What to work on:
Write out the entries, please, from the line containing "Objective — one marker on every instance of the white brick" through their final line, exactly and with nothing else.

Given entries:

- - - - - - -

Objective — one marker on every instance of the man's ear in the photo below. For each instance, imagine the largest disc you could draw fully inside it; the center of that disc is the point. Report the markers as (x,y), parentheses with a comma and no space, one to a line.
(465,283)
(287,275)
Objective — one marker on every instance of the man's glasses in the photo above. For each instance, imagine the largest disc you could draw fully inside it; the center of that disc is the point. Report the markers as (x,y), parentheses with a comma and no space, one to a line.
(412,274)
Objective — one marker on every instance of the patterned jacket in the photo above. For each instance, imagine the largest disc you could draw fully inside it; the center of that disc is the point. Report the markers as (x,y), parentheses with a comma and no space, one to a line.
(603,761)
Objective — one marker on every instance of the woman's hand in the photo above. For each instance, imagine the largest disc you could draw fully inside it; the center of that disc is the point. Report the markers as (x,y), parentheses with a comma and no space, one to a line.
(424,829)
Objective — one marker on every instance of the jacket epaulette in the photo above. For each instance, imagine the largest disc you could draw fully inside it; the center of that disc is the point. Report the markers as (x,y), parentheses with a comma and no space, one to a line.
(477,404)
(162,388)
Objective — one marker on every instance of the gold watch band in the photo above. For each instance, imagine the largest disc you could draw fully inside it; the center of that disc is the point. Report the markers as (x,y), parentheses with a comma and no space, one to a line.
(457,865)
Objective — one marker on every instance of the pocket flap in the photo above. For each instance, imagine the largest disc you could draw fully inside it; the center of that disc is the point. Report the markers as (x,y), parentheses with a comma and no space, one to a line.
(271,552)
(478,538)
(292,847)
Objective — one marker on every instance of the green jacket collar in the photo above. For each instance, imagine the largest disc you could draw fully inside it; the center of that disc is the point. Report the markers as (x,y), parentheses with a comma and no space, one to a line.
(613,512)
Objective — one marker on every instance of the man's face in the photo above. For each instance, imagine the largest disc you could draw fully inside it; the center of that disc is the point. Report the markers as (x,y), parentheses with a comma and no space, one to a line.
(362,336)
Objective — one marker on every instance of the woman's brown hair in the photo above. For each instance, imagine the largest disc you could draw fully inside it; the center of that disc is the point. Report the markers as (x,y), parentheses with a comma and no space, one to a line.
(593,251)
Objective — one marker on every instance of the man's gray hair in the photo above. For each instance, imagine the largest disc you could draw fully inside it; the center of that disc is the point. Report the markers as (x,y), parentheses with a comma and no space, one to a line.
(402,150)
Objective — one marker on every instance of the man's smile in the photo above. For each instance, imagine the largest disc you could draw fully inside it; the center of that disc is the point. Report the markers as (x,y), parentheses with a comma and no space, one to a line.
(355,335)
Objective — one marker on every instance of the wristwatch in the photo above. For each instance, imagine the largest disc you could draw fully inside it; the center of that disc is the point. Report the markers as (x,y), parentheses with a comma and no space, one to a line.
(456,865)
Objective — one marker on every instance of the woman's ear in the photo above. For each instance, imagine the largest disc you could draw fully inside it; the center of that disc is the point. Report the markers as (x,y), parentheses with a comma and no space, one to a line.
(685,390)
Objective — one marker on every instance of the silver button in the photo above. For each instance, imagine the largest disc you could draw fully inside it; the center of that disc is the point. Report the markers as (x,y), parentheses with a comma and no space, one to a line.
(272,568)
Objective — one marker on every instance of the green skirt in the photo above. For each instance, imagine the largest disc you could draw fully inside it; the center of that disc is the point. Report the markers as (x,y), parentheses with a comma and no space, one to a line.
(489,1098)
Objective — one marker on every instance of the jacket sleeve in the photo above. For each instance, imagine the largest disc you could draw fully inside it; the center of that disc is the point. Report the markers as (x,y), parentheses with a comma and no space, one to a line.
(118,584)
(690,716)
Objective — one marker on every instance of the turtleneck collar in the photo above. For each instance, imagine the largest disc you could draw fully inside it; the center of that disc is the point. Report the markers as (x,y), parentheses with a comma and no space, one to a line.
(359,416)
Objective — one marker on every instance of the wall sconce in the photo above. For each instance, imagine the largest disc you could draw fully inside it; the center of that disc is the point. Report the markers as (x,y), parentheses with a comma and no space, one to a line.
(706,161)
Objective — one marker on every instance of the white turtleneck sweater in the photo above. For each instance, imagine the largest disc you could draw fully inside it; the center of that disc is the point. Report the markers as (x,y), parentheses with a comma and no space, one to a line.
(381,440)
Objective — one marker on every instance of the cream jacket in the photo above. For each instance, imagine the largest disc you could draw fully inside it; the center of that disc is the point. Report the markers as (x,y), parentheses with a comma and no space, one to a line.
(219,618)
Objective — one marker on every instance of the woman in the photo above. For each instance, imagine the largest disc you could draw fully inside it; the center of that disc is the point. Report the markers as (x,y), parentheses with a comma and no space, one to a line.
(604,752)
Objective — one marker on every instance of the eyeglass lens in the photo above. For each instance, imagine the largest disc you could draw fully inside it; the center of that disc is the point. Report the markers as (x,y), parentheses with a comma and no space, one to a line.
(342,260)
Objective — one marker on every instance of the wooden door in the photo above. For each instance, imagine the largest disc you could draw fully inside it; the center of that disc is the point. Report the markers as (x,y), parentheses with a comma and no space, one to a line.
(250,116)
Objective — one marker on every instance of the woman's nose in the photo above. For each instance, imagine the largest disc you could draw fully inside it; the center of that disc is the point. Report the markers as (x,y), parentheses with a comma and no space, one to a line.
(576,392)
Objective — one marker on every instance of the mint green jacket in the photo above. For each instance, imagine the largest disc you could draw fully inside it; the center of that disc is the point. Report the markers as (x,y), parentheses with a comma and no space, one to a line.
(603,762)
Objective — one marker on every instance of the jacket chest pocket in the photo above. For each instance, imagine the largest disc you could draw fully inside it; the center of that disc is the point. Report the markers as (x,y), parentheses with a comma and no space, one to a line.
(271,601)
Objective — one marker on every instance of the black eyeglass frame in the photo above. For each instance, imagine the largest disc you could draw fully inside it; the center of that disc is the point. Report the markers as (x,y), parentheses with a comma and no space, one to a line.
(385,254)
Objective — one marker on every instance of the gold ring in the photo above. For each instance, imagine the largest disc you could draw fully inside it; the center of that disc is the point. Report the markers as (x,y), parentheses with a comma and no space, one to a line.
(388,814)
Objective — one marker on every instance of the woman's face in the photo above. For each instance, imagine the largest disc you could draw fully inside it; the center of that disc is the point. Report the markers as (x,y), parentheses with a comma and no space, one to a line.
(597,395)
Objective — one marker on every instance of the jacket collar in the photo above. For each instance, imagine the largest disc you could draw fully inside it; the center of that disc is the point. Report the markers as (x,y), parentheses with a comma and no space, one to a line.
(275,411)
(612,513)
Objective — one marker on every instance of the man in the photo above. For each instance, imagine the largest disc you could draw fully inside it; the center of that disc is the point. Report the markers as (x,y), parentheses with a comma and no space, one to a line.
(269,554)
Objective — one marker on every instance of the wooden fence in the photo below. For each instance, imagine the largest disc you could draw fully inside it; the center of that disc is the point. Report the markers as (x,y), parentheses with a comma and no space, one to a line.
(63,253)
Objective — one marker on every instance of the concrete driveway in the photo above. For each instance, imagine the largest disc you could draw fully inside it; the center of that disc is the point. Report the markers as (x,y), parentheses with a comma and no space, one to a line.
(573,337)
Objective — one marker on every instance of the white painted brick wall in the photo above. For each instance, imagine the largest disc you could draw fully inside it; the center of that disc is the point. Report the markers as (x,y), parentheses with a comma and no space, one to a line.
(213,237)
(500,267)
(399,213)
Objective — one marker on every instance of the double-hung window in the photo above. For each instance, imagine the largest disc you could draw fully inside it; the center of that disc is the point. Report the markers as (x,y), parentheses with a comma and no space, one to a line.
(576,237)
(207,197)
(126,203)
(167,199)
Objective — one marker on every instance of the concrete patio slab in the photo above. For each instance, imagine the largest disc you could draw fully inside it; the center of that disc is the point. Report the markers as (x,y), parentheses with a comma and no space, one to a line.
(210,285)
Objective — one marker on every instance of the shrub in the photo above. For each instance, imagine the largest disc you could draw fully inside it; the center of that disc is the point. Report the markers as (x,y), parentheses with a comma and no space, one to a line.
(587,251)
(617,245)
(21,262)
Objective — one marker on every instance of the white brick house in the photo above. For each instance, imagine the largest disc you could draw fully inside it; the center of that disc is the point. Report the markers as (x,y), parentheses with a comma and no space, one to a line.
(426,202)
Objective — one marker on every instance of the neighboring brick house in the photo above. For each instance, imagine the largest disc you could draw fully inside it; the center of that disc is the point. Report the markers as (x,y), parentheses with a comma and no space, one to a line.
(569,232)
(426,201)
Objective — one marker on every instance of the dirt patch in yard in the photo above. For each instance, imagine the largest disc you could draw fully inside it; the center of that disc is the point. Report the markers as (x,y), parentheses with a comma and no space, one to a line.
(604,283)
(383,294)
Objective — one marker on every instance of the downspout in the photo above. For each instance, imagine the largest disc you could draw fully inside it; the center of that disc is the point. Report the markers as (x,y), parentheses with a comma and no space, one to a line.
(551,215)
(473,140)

- - - - - - -

Problem solution:
Objective — one marker on every instance of the white brick house in the photo above. For each instance, imagine the largest disc you could draw fully inside it; the center of that disc is the point. Report the markers as (x,y), parentheses with a comma and no space, one to a line.
(426,202)
Objective — one marker on every instance of the neighboring brick house in the photo above. For each instance, imagine the largest disc you could draw fully inside it; the center of that disc is the point. Report the markers as (x,y), parentheses with a comma and no space, one to a line.
(569,232)
(426,201)
Objective — one marker on every instance of the dirt patch in yard in the photo above. For each instance, imagine the largest disc you could draw fully inside it; the center of that disc is the point. Report the markers as (x,y), parentheses with a comma and no space, one to a line.
(604,283)
(383,294)
Objective — one marker on every instance of the downspout in the photo above. For each instance, imagine the largest disc you could draw fully inside it; the center of that disc is the point. Report the markers as (x,y), parentheses with a comma and no space, one to a line.
(551,215)
(473,140)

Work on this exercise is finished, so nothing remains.